** Begin DATA SUPPLIED **
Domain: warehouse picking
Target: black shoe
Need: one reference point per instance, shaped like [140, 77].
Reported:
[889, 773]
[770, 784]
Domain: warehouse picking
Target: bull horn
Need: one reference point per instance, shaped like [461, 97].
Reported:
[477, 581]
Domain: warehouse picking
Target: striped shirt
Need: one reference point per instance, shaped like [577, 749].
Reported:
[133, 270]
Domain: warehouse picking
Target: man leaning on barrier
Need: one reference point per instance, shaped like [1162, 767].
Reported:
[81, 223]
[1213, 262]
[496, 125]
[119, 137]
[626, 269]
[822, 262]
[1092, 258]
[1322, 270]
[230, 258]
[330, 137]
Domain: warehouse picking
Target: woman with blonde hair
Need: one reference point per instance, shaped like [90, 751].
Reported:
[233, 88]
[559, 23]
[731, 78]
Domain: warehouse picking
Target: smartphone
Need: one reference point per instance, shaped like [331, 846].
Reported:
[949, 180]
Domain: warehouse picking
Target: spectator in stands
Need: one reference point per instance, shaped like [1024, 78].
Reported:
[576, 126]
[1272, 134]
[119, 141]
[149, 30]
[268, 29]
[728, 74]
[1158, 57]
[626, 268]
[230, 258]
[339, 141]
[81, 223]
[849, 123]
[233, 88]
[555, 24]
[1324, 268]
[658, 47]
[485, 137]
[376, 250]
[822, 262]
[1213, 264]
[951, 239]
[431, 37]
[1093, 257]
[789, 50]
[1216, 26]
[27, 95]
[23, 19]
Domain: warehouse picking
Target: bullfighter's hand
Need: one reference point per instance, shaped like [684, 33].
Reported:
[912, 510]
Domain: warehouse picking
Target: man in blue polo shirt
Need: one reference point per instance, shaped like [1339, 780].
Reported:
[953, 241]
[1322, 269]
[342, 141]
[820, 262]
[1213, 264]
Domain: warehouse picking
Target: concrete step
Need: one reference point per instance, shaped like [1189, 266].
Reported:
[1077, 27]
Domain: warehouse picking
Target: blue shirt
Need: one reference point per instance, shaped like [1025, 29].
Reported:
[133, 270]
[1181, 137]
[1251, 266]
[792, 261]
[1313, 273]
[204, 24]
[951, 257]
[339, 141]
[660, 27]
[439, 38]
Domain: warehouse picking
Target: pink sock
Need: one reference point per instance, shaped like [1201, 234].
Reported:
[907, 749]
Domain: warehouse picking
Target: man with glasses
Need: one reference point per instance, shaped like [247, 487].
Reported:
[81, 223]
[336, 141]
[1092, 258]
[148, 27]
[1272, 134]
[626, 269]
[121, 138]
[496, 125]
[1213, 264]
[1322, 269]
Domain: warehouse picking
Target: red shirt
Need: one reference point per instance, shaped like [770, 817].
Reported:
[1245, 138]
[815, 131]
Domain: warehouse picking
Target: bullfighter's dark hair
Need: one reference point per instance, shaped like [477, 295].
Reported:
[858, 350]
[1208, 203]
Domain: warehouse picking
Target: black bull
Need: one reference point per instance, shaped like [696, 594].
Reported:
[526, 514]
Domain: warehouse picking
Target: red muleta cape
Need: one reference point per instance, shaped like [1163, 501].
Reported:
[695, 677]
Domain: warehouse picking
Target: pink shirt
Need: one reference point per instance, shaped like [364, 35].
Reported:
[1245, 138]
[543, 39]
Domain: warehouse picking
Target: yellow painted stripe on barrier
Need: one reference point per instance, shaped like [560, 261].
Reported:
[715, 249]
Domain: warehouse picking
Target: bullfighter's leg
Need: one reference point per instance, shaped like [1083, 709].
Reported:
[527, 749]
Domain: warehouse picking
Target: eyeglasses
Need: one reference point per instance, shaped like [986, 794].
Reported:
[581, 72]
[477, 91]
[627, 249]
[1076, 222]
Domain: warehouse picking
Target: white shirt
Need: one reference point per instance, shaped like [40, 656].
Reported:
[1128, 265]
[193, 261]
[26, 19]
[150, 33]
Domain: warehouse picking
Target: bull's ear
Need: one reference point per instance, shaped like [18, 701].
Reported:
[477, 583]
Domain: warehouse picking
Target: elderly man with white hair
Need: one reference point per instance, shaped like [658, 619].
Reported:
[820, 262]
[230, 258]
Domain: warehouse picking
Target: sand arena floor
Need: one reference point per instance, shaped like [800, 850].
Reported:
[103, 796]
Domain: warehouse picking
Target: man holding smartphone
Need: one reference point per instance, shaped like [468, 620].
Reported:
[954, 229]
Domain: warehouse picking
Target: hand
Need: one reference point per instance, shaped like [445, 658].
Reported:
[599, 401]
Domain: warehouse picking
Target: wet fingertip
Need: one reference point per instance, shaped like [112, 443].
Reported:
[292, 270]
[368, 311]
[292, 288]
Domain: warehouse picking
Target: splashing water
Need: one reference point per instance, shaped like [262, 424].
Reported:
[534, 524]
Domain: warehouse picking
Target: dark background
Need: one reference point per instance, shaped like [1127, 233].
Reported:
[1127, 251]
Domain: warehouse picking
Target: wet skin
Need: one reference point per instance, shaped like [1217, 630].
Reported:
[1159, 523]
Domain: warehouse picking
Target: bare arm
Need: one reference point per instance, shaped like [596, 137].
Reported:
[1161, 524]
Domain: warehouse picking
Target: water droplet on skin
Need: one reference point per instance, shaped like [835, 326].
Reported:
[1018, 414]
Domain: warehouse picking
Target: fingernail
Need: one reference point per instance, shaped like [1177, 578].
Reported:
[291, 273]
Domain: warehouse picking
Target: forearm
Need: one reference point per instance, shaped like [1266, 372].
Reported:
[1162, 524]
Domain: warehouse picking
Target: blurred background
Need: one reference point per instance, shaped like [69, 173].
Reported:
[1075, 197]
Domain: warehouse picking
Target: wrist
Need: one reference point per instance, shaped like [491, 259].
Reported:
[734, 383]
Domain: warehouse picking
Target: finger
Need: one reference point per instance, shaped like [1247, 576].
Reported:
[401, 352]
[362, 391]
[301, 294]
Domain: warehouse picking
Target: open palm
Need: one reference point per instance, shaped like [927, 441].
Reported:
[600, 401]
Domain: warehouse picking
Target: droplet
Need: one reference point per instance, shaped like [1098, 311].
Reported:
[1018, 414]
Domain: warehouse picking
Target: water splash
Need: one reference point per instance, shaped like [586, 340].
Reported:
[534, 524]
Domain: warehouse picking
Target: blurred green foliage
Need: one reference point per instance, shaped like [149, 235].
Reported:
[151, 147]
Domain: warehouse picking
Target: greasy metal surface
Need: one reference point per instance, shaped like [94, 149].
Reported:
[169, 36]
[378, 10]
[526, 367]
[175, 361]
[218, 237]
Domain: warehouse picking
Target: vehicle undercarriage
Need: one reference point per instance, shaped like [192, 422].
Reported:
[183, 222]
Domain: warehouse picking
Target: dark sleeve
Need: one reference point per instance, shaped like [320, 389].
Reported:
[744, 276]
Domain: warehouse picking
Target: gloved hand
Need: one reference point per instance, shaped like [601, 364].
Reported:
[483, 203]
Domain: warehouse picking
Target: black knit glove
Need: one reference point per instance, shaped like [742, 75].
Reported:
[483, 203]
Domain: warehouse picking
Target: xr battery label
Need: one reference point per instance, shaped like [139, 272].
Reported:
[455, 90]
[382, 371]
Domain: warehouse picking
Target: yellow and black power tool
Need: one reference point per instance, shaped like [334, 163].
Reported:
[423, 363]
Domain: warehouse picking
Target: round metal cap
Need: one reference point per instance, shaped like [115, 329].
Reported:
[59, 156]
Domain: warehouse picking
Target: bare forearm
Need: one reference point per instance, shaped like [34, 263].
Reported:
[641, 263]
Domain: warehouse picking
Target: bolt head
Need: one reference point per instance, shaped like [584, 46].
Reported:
** End DATA SUPPLIED **
* **GIVEN EXERCISE**
Working from the material above, retype it in its entirety without change.

* **SOLUTION BELOW**
Domain: warehouse picking
Target: black shoe
Need: one reference point per instance, shaped like [140, 77].
Reported:
[889, 773]
[770, 784]
Domain: warehouse picking
Target: bull horn
Need: one reference point per instance, shaped like [461, 97].
Reported:
[477, 581]
Domain: warehouse picking
Target: striped shirt
Need: one reference point per instance, shaped like [577, 749].
Reported:
[133, 270]
Domain: warehouse picking
Target: man leaning on barrier
Need: one reference point per instance, shaped like [1162, 767].
Reported:
[81, 223]
[1213, 262]
[496, 125]
[119, 137]
[626, 269]
[822, 262]
[1092, 258]
[1322, 270]
[230, 258]
[330, 137]
Domain: warehouse picking
Target: woman with blonde hair
Need: one reference point per instance, shaped like [90, 751].
Reported:
[233, 88]
[559, 23]
[731, 78]
Domain: warehouse picking
Target: smartphone
Need: one reference point per instance, shaped like [331, 846].
Reported:
[949, 180]
Domain: warehouse picking
Target: spectator in stands
Need: one reference point per instance, shaped like [1024, 78].
Reported:
[576, 126]
[1272, 134]
[119, 141]
[149, 30]
[268, 29]
[728, 74]
[1158, 57]
[626, 268]
[230, 258]
[339, 141]
[81, 223]
[849, 123]
[233, 88]
[555, 24]
[1324, 268]
[658, 47]
[485, 137]
[376, 250]
[822, 262]
[1213, 264]
[951, 239]
[431, 37]
[1093, 257]
[789, 50]
[1216, 26]
[27, 95]
[23, 19]
Domain: warehouse picking
Target: bullfighter's hand
Need: one reference point per instance, shaped like [684, 33].
Reported:
[912, 510]
Domain: warehouse picking
Target: man in blue polo shirt
Need: one reference point per instance, shaped like [1339, 780].
Reported:
[953, 241]
[1322, 269]
[342, 141]
[820, 262]
[1213, 264]
Domain: warehouse picking
Target: concrete step
Need: one reference point per instance, shaped like [1189, 266].
Reported:
[1077, 27]
Domain: warehouse picking
Target: blue shirt
Need: one reference point per instance, shaped like [1025, 29].
Reported:
[133, 270]
[1181, 137]
[1251, 266]
[792, 261]
[1313, 273]
[204, 24]
[951, 257]
[339, 141]
[660, 27]
[439, 38]
Domain: warehouse picking
Target: pink sock
Need: one reference point per instance, shaped like [1201, 234].
Reported:
[907, 749]
Domain: warehouse picking
Target: man with glasses
Need: one reference point per instance, shaped like [247, 487].
Reported:
[81, 223]
[336, 141]
[1092, 258]
[148, 27]
[1272, 134]
[626, 269]
[121, 138]
[496, 125]
[1213, 264]
[1322, 269]
Domain: warehouse picking
Target: red shirt
Need: one reference point per instance, shaped like [770, 817].
Reported:
[1245, 138]
[815, 131]
Domain: warehouse picking
Target: bullfighter's dark hair
Need: one reference point per instance, shaped like [477, 295].
Reported:
[858, 350]
[1208, 203]
Domain: warehouse picking
Target: black bull
Need: one reference point per instance, shaped like [696, 594].
Reported:
[526, 514]
Domain: warehouse picking
Target: red muleta cape
Need: one reference point per instance, shaped like [1163, 501].
Reported:
[695, 677]
Domain: warehouse picking
Target: pink shirt
Need: one reference point per instance, shaped like [364, 35].
Reported:
[1245, 138]
[543, 39]
Domain: warehouse picking
Target: yellow painted stripe on barrier
Need: one reference point per instance, shaped like [560, 261].
Reported:
[715, 249]
Domain: warehouse picking
Target: bullfighter's leg
Need: one reference point per instance, shaped like [1083, 709].
Reported:
[527, 749]
Domain: warehouse picking
Target: eyeglasses
Need: one reference point per instance, shaped like [986, 794].
Reported:
[581, 72]
[477, 91]
[627, 249]
[1076, 222]
Domain: warehouse picking
Target: white shirt
Need: one reference point per instance, shaped like [40, 656].
Reported:
[1128, 265]
[193, 261]
[26, 19]
[150, 33]
Domain: warehouse picking
Target: bull's ear
Need: one reference point per instance, shaped like [18, 701].
Reported:
[477, 583]
Domain: warehouse picking
Target: elderly man with white hair
Need: one reference point per instance, shaped like [658, 619].
Reported:
[820, 262]
[230, 258]
Domain: warehouse picking
Target: sand arena floor
Need: one reference point per instance, shaped like [800, 850].
Reported:
[103, 796]
Domain: warehouse picking
Target: man holding smartphone
Need: one reference point per instance, shaped like [468, 620].
Reported:
[954, 229]
Domain: warehouse picking
Target: hand
Need: one reference point per instance, shaped like [445, 658].
Reported:
[599, 401]
Domain: warehouse picking
Target: wet fingertip
Need: one reference point per instance, shaped like [112, 443].
Reported:
[292, 270]
[368, 311]
[292, 288]
Domain: warehouse picking
Target: splashing water
Need: one reference point per instance, shaped like [262, 424].
Reported:
[534, 524]
Domain: warehouse picking
Target: dark background
Need: one reference point per instance, shaped like [1127, 233].
Reported:
[1127, 251]
Domain: warehouse picking
Target: wet skin
Need: one reference point per instance, shaped like [1217, 630].
Reported:
[1159, 523]
Domain: warehouse picking
Target: bare arm
Need: one reference point per instance, shaped like [596, 137].
Reported:
[1161, 524]
Domain: warehouse picking
Target: water droplet on skin
Need: one reference point per instance, shaped like [835, 326].
Reported:
[1018, 414]
Domain: warehouse picking
Target: fingernail
Need: one reference point per instance, shaped like [1177, 578].
Reported:
[291, 273]
Domain: warehouse picking
Target: forearm
Need: one reference point per instance, shaped like [1266, 372].
Reported:
[1162, 524]
Domain: warehouse picking
Target: blurred background
Need: one reference point per instance, shaped like [69, 173].
Reported:
[1075, 197]
Domain: warehouse picking
Target: wrist
Need: one reference point per instance, shaped like [491, 259].
Reported:
[734, 383]
Domain: warehouse picking
Target: finger
Need: one reference point per instance, shaped like [1247, 576].
Reported:
[401, 352]
[362, 391]
[301, 294]
Domain: warehouse picking
Target: open palm
Need: one reference point per instance, shaped like [927, 441].
Reported:
[600, 401]
Domain: warehouse picking
Target: droplet
Need: one reference point per instance, shaped like [1098, 311].
Reported:
[1018, 414]
Domain: warehouse picking
Target: water splash
Need: one reference point per instance, shaped like [586, 340].
Reported:
[534, 524]
Domain: warehouse picking
Target: blurred green foliage
Need: one reference point per instance, shaped like [149, 235].
Reported:
[151, 147]
Domain: warehouse picking
Target: greasy metal surface
Need: one reference point per instance, shaped like [94, 149].
Reported:
[169, 36]
[378, 10]
[526, 367]
[175, 361]
[218, 237]
Domain: warehouse picking
Target: vehicle undercarriage
Need: one reference point per instance, shaped like [192, 422].
Reported:
[183, 222]
Domain: warehouse picking
Target: dark sleeve
Need: one reference point per instance, shaped like [320, 389].
Reported:
[744, 276]
Domain: warehouse picking
Target: gloved hand
Need: one reference point per instance, shaped like [601, 364].
Reported:
[483, 203]
Domain: warehouse picking
Target: black knit glove
Need: one reference point per instance, shaped like [742, 75].
Reported:
[483, 203]
Domain: warehouse picking
Target: xr battery label
Need: one reference point per instance, shaped like [139, 272].
Reported:
[455, 90]
[382, 371]
Domain: warehouse picking
Target: yellow and black power tool
Need: one reference point per instance, shaped like [334, 163].
Reported:
[423, 363]
Domain: warehouse picking
Target: round metal cap
Need: one reference point per instance, shaped like [115, 329].
Reported:
[59, 156]
Domain: warehouse picking
Target: bare forearm
Need: one reference point per instance, shaped like [34, 263].
Reported:
[641, 263]
Domain: warehouse picking
Target: bolt head
Need: one reference point per instance, shaped like [584, 46].
Reported:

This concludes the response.